→ SECCIÓN DE TEXTO:
--------------------------------------------------
Una familia eterna
Lo que en un principio parecía una tragedia, con el tiempo, condujo a la familia de Uanci al templo.
Cuando conocí a Uanci Kivalu, tenía una gran sonrisa. Sin embargo, cuando se sentó y el tono de su voz pasó a ser serio, me pregunté qué iría a compartir esa simpática jovencita de 16 años. “Mi historia es acerca del templo”, dijo.
Uanci es de Tonga, una nación insular llena de altísimos cocoteros, bananeros majestuosos y grandes plantas de taro. La mayoría de los jóvenes que había visto en la isla parecían satisfechos con la vida y sonreían tanto como Uanci lo había hecho unos momentos antes. A la juventud tongana de su edad le gusta bailar, cantar, jugar netball (similar al baloncesto femenino) y pasar tiempo con sus familias. Por lo general, son un grupo de personas alegres. Sin embargo, la seriedad de Uanci se mezclaba con una emoción más profunda que yo no podía identificar, y me sorprendió.
“Quiero hablar acerca del templo”, repitió.
--------------------------------------------------
→ Datos guardados:
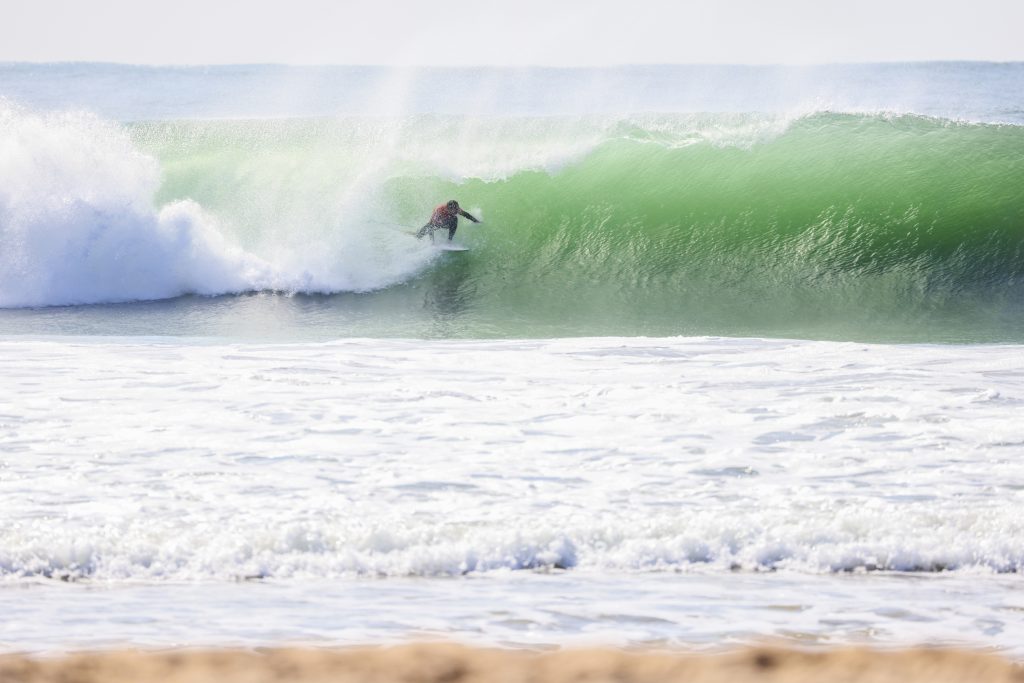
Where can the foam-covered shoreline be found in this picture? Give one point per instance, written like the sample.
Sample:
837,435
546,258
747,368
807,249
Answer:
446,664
--------------------------------------------------
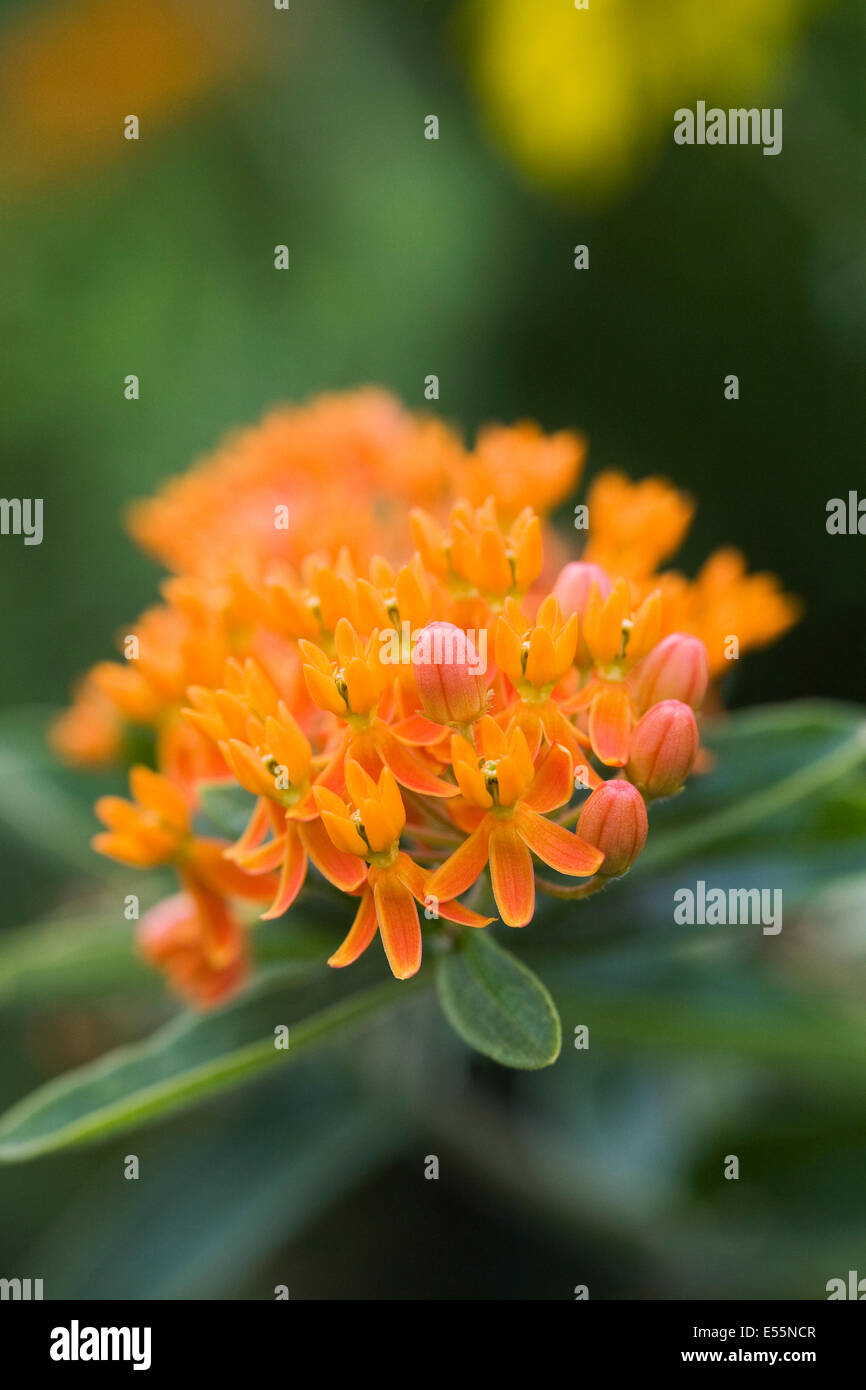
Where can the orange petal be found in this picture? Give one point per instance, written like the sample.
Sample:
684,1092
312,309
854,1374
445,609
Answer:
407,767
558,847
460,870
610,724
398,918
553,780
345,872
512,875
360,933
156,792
--------------------------------------------------
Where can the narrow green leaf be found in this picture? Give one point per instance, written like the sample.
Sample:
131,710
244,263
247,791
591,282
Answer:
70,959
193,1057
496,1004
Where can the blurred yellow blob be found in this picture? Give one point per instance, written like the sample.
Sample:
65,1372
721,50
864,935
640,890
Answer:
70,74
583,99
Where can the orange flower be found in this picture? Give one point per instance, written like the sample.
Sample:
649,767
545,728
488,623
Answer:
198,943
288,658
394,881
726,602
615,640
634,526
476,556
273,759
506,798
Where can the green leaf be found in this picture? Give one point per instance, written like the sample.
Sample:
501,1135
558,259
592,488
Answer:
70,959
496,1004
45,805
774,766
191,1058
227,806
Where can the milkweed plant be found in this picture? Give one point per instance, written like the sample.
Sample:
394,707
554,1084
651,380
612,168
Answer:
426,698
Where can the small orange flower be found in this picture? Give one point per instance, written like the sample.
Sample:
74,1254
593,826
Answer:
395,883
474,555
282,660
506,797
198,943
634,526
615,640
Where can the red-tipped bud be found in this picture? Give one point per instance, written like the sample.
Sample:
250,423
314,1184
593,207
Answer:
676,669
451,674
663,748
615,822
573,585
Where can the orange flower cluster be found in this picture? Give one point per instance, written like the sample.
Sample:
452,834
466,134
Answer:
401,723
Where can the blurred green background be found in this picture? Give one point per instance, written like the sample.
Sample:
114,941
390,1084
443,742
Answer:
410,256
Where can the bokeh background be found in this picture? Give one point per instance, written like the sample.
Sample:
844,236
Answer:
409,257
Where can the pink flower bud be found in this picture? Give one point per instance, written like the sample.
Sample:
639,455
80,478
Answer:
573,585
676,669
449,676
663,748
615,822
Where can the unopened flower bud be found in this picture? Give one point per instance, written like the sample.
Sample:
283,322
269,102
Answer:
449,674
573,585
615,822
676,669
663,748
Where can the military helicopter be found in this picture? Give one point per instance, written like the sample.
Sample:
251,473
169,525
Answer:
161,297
--------------------------------------------------
→ TAREAS PENDIENTES:
A. Devuelve sin cambios todo lo que va del relato sobre Uanci desde "Cuando conocí a" hasta "y me sorprendió.".
B. Según el relato sobre Uanci, ¿qué cosas le gusta hacer a la juventud tongana de su edad? Nómbralas todas.
C. Sigue escribiendo el relato sobre Uanci a partir del punto en que se detiene.
Los datos no tienen nada que ver con esto.

→ RESPUESTAS EN ORDEN:
A.
Cuando conocí a Uanci Kivalu, tenía una gran sonrisa. Sin embargo, cuando se sentó y el tono de su voz pasó a ser serio, me pregunté qué iría a compartir esa simpática jovencita de 16 años. “Mi historia es acerca del templo”, dijo.
Uanci es de Tonga, una nación insular llena de altísimos cocoteros, bananeros majestuosos y grandes plantas de taro. La mayoría de los jóvenes que había visto en la isla parecían satisfechos con la vida y sonreían tanto como Uanci lo había hecho unos momentos antes. A la juventud tongana de su edad le gusta bailar, cantar, jugar netball (similar al baloncesto femenino) y pasar tiempo con sus familias. Por lo general, son un grupo de personas alegres. Sin embargo, la seriedad de Uanci se mezclaba con una emoción más profunda que yo no podía identificar, y me sorprendió.

B. Bailar, cantar, jugar netball y pasar tiempo con sus familias.

C.
“Cuando era pequeña”, comenzó Uanci, “mis hermanos, mi hermana y yo éramos miembros de la Iglesia. Asistíamos a la capilla todos los domingos con mi mamá. Me encantaba el templo y me encantaba ir con los jóvenes a efectuar bautismos por los muertos. Sentía el Espíritu cuando estaba allí. Pero mi papá no quería ir a la Iglesia”.
La voz de Uanci empezó a temblar. Levanté la vista del cuaderno en el que escribía y vi lágrimas en sus ojos.
“Un día, mi hermano menor ’Alekisio tenía una herida en las caderas y se le infectó”, continuó. “Mejoró durante un tiempo y mi padre volvió a la Iglesia. Pero luego mi papá volvió a inactivarse”.
Uanci estaba llorando a mares y el pañuelo que le di enseguida se empapó, al igual que sus mangas, mientras trataba sin éxito de secarse las lágrimas.
“Mi hermanito empeoró y luego murió. Tenía tan sólo 12 años”.
Por un momento, Uanci hizo una pausa, abrumada por sus sentimientos, y yo empecé a comprender por qué se había puesto tan seria. Esa jovencita ya había sufrido una gran tragedia en su vida. Pero también había una luz de esperanza que brillaba a través de sus ojos.
“Luego”, comenzó nuevamente, “mi padre finalmente decidió regresar a la Iglesia. Al principio, le resultaba difícil. Nuestro obispo, nuestros líderes, nuestros parientes y nuestra familia le daban aliento diciéndole que el único medio por el cual nuestra familia podría estar unida de nuevo, para ver a mi hermano otra vez, sería si nos sellábamos en el templo.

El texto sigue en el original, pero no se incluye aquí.